------ Quoted passage ------

5.14.2005

Evolution Battles Hits Dover, PA School

From the wire:

On opposite sides of town, two billboards for competing slates of school board candidates illustrate the deep divide here over the teaching of evolution and the origin of life.

One sign shouts, "It's time for a new school board in Dover!" The other describes the seven sitting board members as "the INTELLIGENT choice" — a reference to the board's decision last fall to require the mention of "intelligent design" in class.

In what is believed to be a first in the United States, the school board voted 6-3 in October to require that ninth-grade students be told about intelligent design when they learn about evolution in biology class. Intelligent design holds that the universe is so complex, it must have been created by some kind of guiding force.

Tuesday's primary election promises to be a battle royal among 18 candidates evenly divided over the intelligent-design mandate in this 3,400-student school system about 20 miles from Harrisburg.

------ Dataset extract ------

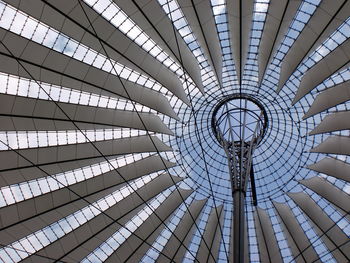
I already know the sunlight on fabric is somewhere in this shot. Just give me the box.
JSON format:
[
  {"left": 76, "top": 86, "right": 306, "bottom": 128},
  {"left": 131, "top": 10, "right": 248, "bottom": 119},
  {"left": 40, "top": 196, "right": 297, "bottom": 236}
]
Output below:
[
  {"left": 0, "top": 153, "right": 151, "bottom": 207},
  {"left": 0, "top": 173, "right": 160, "bottom": 262},
  {"left": 0, "top": 73, "right": 156, "bottom": 113},
  {"left": 81, "top": 187, "right": 175, "bottom": 263},
  {"left": 0, "top": 1, "right": 169, "bottom": 97},
  {"left": 84, "top": 0, "right": 184, "bottom": 77}
]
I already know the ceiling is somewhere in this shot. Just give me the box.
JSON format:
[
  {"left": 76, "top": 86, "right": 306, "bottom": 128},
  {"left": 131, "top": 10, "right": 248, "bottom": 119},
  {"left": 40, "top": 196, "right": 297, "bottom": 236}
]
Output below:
[{"left": 0, "top": 0, "right": 350, "bottom": 262}]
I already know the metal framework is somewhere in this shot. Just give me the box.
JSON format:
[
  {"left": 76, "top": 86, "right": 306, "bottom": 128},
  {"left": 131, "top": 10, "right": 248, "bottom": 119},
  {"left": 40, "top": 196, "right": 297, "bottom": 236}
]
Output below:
[
  {"left": 212, "top": 94, "right": 268, "bottom": 263},
  {"left": 0, "top": 0, "right": 350, "bottom": 263}
]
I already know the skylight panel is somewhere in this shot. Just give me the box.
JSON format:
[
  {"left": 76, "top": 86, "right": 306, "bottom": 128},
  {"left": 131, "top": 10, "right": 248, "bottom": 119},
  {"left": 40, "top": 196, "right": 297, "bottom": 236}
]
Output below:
[
  {"left": 81, "top": 187, "right": 174, "bottom": 263},
  {"left": 0, "top": 73, "right": 153, "bottom": 114},
  {"left": 0, "top": 153, "right": 155, "bottom": 207},
  {"left": 0, "top": 174, "right": 158, "bottom": 262},
  {"left": 85, "top": 0, "right": 184, "bottom": 77},
  {"left": 0, "top": 1, "right": 170, "bottom": 97}
]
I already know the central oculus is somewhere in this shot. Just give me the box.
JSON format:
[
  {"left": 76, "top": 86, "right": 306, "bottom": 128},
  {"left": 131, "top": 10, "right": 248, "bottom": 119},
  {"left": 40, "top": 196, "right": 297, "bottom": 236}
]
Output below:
[{"left": 211, "top": 93, "right": 267, "bottom": 262}]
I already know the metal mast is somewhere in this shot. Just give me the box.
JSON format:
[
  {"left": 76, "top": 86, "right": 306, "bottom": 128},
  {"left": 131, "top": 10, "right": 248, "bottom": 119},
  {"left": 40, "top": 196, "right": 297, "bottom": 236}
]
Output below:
[{"left": 212, "top": 94, "right": 267, "bottom": 263}]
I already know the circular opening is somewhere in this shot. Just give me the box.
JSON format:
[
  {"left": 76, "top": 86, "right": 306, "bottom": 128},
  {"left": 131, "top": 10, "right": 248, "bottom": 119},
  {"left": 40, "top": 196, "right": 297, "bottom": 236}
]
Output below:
[{"left": 212, "top": 95, "right": 267, "bottom": 146}]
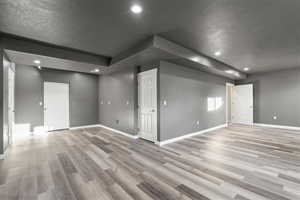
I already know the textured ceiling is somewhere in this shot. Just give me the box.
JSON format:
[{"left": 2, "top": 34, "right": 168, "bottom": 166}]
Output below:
[
  {"left": 0, "top": 0, "right": 300, "bottom": 73},
  {"left": 5, "top": 50, "right": 105, "bottom": 74}
]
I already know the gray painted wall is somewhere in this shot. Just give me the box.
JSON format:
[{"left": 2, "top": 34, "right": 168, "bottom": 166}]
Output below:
[
  {"left": 159, "top": 62, "right": 232, "bottom": 141},
  {"left": 99, "top": 67, "right": 137, "bottom": 135},
  {"left": 236, "top": 69, "right": 300, "bottom": 127},
  {"left": 15, "top": 65, "right": 98, "bottom": 130},
  {"left": 0, "top": 43, "right": 4, "bottom": 154}
]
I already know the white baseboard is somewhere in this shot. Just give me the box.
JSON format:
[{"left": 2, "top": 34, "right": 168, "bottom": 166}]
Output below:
[
  {"left": 157, "top": 124, "right": 228, "bottom": 146},
  {"left": 69, "top": 124, "right": 99, "bottom": 130},
  {"left": 98, "top": 124, "right": 139, "bottom": 139},
  {"left": 254, "top": 123, "right": 300, "bottom": 131}
]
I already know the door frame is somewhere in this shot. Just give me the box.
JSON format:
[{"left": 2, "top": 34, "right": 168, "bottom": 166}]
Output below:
[
  {"left": 43, "top": 81, "right": 71, "bottom": 131},
  {"left": 8, "top": 62, "right": 16, "bottom": 145},
  {"left": 231, "top": 83, "right": 254, "bottom": 126},
  {"left": 225, "top": 83, "right": 235, "bottom": 124},
  {"left": 137, "top": 68, "right": 158, "bottom": 143}
]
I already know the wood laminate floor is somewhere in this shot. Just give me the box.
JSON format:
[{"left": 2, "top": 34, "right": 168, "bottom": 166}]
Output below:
[{"left": 0, "top": 125, "right": 300, "bottom": 200}]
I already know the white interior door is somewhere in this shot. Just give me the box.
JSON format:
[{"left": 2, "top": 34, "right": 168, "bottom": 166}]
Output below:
[
  {"left": 138, "top": 69, "right": 157, "bottom": 142},
  {"left": 232, "top": 84, "right": 253, "bottom": 124},
  {"left": 8, "top": 64, "right": 15, "bottom": 144},
  {"left": 44, "top": 82, "right": 69, "bottom": 131}
]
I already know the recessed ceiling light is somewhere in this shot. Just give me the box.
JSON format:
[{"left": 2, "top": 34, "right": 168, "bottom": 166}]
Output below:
[
  {"left": 33, "top": 60, "right": 41, "bottom": 64},
  {"left": 191, "top": 56, "right": 200, "bottom": 62},
  {"left": 215, "top": 51, "right": 221, "bottom": 56},
  {"left": 91, "top": 68, "right": 100, "bottom": 73},
  {"left": 130, "top": 4, "right": 143, "bottom": 14},
  {"left": 225, "top": 70, "right": 234, "bottom": 74}
]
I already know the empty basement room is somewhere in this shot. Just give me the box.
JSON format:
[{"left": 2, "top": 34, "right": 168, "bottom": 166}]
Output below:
[{"left": 0, "top": 0, "right": 300, "bottom": 200}]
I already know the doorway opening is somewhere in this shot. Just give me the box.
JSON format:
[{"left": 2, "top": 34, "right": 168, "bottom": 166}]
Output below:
[
  {"left": 226, "top": 83, "right": 254, "bottom": 125},
  {"left": 44, "top": 82, "right": 70, "bottom": 131},
  {"left": 138, "top": 69, "right": 157, "bottom": 142}
]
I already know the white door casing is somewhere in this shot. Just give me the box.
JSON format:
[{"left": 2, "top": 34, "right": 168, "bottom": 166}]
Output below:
[
  {"left": 8, "top": 63, "right": 15, "bottom": 144},
  {"left": 138, "top": 69, "right": 157, "bottom": 142},
  {"left": 232, "top": 84, "right": 253, "bottom": 125},
  {"left": 44, "top": 82, "right": 69, "bottom": 131}
]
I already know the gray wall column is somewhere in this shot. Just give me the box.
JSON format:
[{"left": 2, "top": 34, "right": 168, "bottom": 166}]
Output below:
[{"left": 236, "top": 69, "right": 300, "bottom": 127}]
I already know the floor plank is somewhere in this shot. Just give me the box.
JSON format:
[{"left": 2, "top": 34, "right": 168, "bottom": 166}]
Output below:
[{"left": 0, "top": 125, "right": 300, "bottom": 200}]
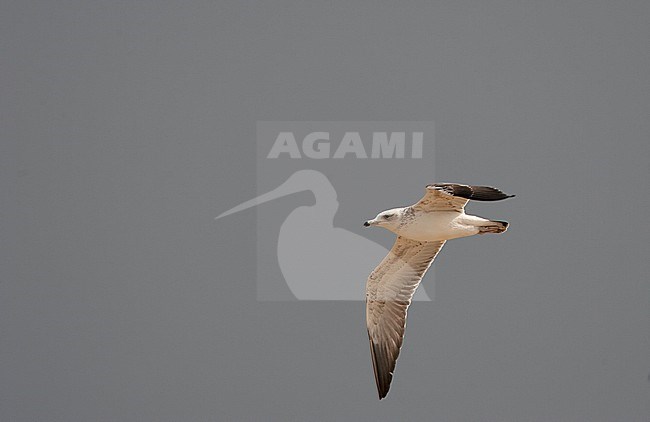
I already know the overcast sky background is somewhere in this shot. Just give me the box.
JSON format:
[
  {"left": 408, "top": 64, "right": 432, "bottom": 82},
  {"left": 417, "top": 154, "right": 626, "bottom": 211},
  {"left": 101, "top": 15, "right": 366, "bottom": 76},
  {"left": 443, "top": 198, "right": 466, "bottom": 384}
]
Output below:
[{"left": 0, "top": 1, "right": 650, "bottom": 422}]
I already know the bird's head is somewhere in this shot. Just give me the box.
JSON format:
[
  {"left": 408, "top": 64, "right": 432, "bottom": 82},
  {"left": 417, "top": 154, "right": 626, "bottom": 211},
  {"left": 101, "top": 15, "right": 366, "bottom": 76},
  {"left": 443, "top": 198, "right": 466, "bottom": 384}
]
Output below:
[{"left": 363, "top": 208, "right": 404, "bottom": 231}]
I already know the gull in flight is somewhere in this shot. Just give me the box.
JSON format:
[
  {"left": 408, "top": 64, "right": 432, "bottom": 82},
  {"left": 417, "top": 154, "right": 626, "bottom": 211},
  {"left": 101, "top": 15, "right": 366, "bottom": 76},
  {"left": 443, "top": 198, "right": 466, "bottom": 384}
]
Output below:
[{"left": 363, "top": 183, "right": 514, "bottom": 400}]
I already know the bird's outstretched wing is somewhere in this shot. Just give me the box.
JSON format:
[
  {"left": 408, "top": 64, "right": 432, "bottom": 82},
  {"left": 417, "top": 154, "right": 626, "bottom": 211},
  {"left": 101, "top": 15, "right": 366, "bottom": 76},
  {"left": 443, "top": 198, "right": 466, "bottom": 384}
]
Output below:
[
  {"left": 413, "top": 183, "right": 514, "bottom": 211},
  {"left": 366, "top": 236, "right": 445, "bottom": 400}
]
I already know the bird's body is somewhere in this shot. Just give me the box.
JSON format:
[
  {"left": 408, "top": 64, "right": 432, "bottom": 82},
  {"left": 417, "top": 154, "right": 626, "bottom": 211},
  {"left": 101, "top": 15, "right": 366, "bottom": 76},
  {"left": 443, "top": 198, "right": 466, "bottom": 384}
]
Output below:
[
  {"left": 364, "top": 183, "right": 511, "bottom": 399},
  {"left": 389, "top": 207, "right": 491, "bottom": 242}
]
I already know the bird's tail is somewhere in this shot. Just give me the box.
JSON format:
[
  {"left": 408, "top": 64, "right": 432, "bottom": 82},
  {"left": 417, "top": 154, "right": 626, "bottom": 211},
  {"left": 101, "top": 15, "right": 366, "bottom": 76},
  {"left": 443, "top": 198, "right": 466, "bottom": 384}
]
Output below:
[{"left": 478, "top": 220, "right": 508, "bottom": 234}]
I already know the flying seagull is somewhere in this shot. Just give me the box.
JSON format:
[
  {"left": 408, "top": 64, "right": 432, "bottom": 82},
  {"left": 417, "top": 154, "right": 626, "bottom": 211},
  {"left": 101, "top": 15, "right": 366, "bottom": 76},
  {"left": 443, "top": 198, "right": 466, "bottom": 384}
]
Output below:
[{"left": 363, "top": 183, "right": 514, "bottom": 400}]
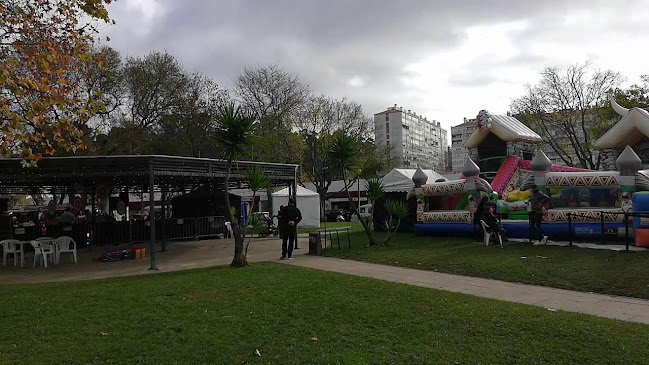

------

Things to do:
• a. Answer these questions from the Dover school board article, one line each:
(i) What was the school board's vote in October on the intelligent-design requirement?
(ii) How many candidates are running in Tuesday's primary election?
(iii) About how far is the school system from Harrisburg?
• b. Duplicate the Dover school board article word for word from "On opposite sides" up to and including "origin of life.".
• c. According to the Dover school board article, why does one billboard call the sitting board members "the INTELLIGENT choice"?

Responses per task:
• a.
(i) 6-3
(ii) 18
(iii) About 20 miles

• b.
On opposite sides of town, two billboards for competing slates of school board candidates illustrate the deep divide here over the teaching of evolution and the origin of life.

• c. The phrase refers to the board's decision last fall to require that "intelligent design" be mentioned in class. In October the board voted 6-3 to have ninth-grade students told about intelligent design when they learn about evolution in biology.